_What the task asks_
Revise the items from the line containing "shape [[559, 304]]." through the end of the items, changing "Target" to "Label" and keeping everything else the same. Return only those lines.

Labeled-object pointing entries
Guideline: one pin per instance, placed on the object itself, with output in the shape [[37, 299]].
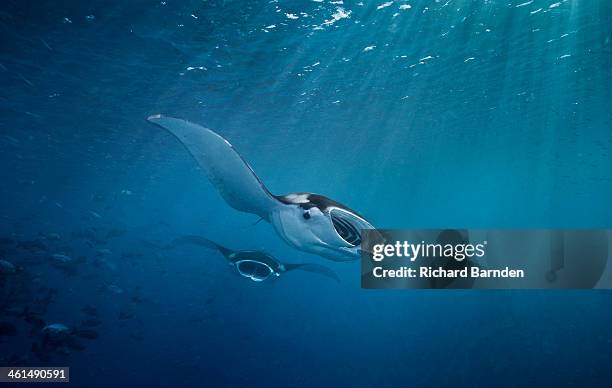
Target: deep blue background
[[449, 114]]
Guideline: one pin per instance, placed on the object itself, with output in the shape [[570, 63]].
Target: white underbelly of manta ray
[[309, 222]]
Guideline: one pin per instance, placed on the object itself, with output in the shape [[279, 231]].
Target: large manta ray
[[309, 222]]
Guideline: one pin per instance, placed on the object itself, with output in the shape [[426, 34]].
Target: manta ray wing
[[225, 168]]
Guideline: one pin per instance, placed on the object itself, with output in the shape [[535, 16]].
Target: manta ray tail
[[226, 169]]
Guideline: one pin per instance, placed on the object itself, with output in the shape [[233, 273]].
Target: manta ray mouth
[[345, 229]]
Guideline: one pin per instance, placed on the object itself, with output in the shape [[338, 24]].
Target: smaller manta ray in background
[[254, 265]]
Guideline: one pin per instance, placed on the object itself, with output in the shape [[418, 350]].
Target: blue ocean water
[[418, 114]]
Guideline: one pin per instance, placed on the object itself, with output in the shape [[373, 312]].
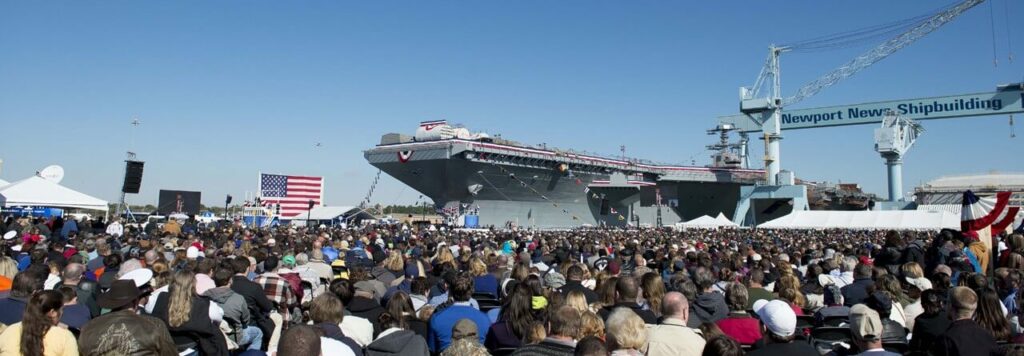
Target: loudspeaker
[[133, 177]]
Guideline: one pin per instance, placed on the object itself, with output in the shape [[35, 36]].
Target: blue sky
[[226, 89]]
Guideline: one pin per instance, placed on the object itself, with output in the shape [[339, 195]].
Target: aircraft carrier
[[478, 180]]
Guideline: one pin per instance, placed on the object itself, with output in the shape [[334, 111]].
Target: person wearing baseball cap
[[778, 323], [865, 325]]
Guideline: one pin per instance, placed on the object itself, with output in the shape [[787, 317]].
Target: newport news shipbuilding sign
[[1006, 101]]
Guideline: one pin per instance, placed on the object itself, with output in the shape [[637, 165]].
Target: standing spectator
[[236, 310], [187, 318], [990, 315], [12, 308], [327, 312], [856, 292], [710, 306], [123, 330], [779, 324], [355, 327], [38, 332], [672, 337], [755, 288], [396, 340], [929, 325], [865, 325], [626, 332], [86, 290], [573, 281], [591, 346], [739, 325], [443, 319], [465, 341], [74, 314], [482, 280], [259, 305], [115, 228], [276, 290], [964, 337], [834, 306], [627, 292], [563, 330], [364, 305], [301, 341]]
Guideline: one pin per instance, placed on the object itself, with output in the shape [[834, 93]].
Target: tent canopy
[[36, 191], [330, 213], [903, 219], [708, 222]]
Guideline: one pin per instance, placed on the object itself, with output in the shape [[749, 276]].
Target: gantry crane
[[762, 103]]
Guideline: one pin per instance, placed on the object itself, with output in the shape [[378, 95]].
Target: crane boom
[[1007, 99], [881, 52], [767, 112]]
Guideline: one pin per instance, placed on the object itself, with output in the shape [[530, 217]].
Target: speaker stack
[[133, 177]]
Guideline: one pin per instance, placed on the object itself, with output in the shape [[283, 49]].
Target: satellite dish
[[52, 173]]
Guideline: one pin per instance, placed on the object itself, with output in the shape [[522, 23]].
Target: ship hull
[[524, 188]]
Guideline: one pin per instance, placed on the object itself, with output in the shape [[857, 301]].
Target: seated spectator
[[123, 330], [465, 341], [627, 292], [591, 346], [834, 306], [326, 311], [186, 316], [892, 332], [38, 332], [865, 325], [722, 346], [626, 332], [74, 315], [439, 335], [483, 281], [964, 337], [933, 322], [739, 325], [573, 282], [562, 331], [710, 306], [396, 339], [779, 324], [12, 307], [672, 337], [856, 292], [756, 290]]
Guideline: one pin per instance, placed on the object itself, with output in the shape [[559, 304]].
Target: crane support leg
[[895, 166]]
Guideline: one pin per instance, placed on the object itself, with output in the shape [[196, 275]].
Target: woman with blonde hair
[[38, 332], [577, 301], [653, 292], [626, 332], [482, 280], [187, 317]]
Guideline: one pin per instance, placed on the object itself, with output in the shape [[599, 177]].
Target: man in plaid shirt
[[278, 290]]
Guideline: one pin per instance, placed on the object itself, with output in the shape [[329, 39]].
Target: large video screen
[[178, 202]]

_Answer in full_
Guideline: one pin per instance, placed on the object itself, with output in the shape [[559, 304]].
Label: crane support leg
[[895, 166]]
Guideline: one pin per instance, placed on the object itself, with output in the shape [[196, 275]].
Label: woman with blonde hair
[[38, 332], [577, 301], [653, 292], [626, 332], [482, 280], [187, 317]]
Guideline: one pin per instance, placed on the object itself, with output in the shape [[599, 177]].
Label: man in plaid shirt
[[278, 290]]
Guideline: one pin per instance, placed on the object itself, with output in the shape [[329, 39]].
Label: large video screen
[[178, 202]]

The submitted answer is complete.